## The task
I need all of the entries printed exactly.

[Dataset items]
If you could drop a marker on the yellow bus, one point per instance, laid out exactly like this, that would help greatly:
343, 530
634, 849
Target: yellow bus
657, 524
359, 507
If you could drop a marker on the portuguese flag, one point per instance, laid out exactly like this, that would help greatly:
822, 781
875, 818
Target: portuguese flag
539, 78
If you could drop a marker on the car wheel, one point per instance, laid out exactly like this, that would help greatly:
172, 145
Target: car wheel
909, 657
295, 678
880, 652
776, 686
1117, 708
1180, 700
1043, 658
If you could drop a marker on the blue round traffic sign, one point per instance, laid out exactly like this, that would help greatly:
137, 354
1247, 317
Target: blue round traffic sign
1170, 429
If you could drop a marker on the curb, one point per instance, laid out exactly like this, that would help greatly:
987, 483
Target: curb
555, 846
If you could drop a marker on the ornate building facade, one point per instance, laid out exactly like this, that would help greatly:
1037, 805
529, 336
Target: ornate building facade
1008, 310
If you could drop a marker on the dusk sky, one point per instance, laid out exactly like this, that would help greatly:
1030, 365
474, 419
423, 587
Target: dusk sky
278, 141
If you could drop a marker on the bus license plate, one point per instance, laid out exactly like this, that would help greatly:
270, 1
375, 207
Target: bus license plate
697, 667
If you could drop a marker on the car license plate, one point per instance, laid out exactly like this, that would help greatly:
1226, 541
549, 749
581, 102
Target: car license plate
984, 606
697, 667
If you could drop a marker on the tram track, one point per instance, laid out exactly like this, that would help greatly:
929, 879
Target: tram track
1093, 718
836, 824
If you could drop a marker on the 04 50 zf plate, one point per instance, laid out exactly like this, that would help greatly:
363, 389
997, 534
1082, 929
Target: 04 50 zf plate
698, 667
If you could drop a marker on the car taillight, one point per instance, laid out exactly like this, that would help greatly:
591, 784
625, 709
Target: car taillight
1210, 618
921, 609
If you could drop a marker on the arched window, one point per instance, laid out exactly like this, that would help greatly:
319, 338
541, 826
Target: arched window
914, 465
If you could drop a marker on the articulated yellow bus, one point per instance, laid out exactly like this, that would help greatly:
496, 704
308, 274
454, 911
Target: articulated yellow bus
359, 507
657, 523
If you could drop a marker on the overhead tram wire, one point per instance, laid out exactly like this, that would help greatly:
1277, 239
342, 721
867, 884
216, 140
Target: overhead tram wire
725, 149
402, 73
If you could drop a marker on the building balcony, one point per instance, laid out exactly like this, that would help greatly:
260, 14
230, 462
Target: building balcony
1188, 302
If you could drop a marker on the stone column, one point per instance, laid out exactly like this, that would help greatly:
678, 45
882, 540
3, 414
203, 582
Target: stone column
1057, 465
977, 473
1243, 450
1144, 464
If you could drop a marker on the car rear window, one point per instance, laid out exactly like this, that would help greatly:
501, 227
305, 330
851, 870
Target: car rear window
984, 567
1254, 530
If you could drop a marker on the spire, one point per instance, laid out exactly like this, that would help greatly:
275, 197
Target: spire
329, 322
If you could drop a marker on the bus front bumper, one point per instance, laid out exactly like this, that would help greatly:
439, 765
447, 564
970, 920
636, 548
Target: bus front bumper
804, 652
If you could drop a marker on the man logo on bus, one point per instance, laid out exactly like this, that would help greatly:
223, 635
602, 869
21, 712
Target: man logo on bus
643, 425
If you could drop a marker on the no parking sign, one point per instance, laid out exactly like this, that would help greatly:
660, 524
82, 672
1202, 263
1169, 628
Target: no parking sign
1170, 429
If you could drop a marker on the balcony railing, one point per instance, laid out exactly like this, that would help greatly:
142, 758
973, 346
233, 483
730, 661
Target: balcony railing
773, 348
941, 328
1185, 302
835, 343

## Written solution
If you could drop a marker on the yellow bus, one point per instance, laid out exactly like this, that would help greatly:
343, 530
634, 849
Target: yellow bus
657, 524
359, 507
If you could drop a marker on the portuguese flag, one point per instance, laid out exactly like this, that would help greatly:
822, 781
875, 818
Target: portuguese flag
539, 78
If you could drop a marker on the car wheel, one point per instance, laid out exactly like this, that would help greatly:
172, 145
Target: car wheel
909, 657
295, 678
880, 652
776, 686
1117, 708
1180, 700
1043, 658
If you could drop a marker on the blue round traffic sign, one point per instance, laid out exactly like this, that would help greatly:
137, 354
1247, 317
Target: blue round traffic sign
1170, 429
If you could drop a marker on the curb, one point per instance, laid out exactly like this, that would help greatly:
987, 483
Target: curb
555, 846
If you could drop a marker on the ornate building facade, one point per instance, laid out exactly like this, that would help greatly:
1037, 805
529, 336
Target: ornate building facade
1008, 310
If you could drop a marker on the dusk sky, one point per instance, laid out exactly like this, that would help greatly:
1030, 365
474, 419
423, 587
Target: dusk sky
278, 141
If you could drop a marker on the bus license plate, one point per instance, laid out exactly like this, that would help greatly:
270, 1
375, 207
Target: bus license plate
697, 667
If you could drop a marker on the car license plate, one point per instance, laid out exactly like this, that would help greatly:
1226, 541
549, 749
581, 102
Target: car license plate
984, 606
697, 667
If you could drop a marker on the tram track, one point per instance, laid out exactly like this, that would help greatly:
929, 879
Target: tram track
1093, 718
836, 824
If you could drop a marker on the 04 50 zf plate, one point per instance, laid out exactly like this, that would help greatly:
363, 389
997, 534
1082, 929
Target: 04 50 zf plate
698, 667
If you could drop a marker on the car taillight, one point per instance, laid out exactly like this, that would help greatly:
591, 784
625, 709
Target: car taillight
1210, 618
921, 609
If you could drop a marker on the arched window, one point per instance, laid out exactly like this, that would help greatly:
319, 338
541, 826
Target: arched window
914, 465
If you could drop a marker on the articulated yellow bus, one point per instance, laid out exactly like this, that would help greatly:
496, 704
308, 274
454, 911
Target: articulated yellow bus
359, 507
657, 523
If you could drop a marker on the overhead tram wire, one point per instance, laid out exactly like this, that would help greatly:
1277, 239
342, 721
867, 884
216, 140
Target: overhead tram wire
725, 149
402, 73
If you could drop a marker on the building balcony, one point per instance, laid out exactly like this, that would help greatly:
260, 14
230, 462
Target: building balcony
1188, 302
If you could drop a marker on the stone column, one point per instance, laid out exactly like this, that would help greatly:
678, 45
882, 540
3, 414
203, 582
Target: stone column
1057, 465
977, 473
1243, 450
1144, 464
If you could drop a marker on the car rear window, one point per instance, laid out exactly like this, that would help greatly:
501, 227
305, 330
851, 870
Target: car rear window
984, 567
1254, 530
If you could drop a marker on the spire, one point per instance, laid out exactly like this, that would help greatly:
275, 197
Target: spire
329, 322
If you could drop a marker on the bus front bumper, one point per instance, laid out exactly like this, that would help greatly:
439, 765
447, 564
970, 920
636, 548
Target: bus front bumper
804, 652
If you could drop a marker on the man logo on bus, one point per instance, laid out exactly like this, that would help greatly:
223, 635
602, 869
21, 712
Target: man logo on bus
643, 425
If you could drop a marker on the no parking sign, one point per instance, laid out exactly like this, that would help greatly:
660, 524
82, 672
1202, 263
1169, 628
Target: no parking sign
1170, 429
If you could drop a marker on the balcony railing, one point per instance, laid out exactly like this, that would help greatly:
142, 758
973, 346
233, 483
730, 661
Target: balcony railing
773, 348
941, 328
1185, 302
835, 343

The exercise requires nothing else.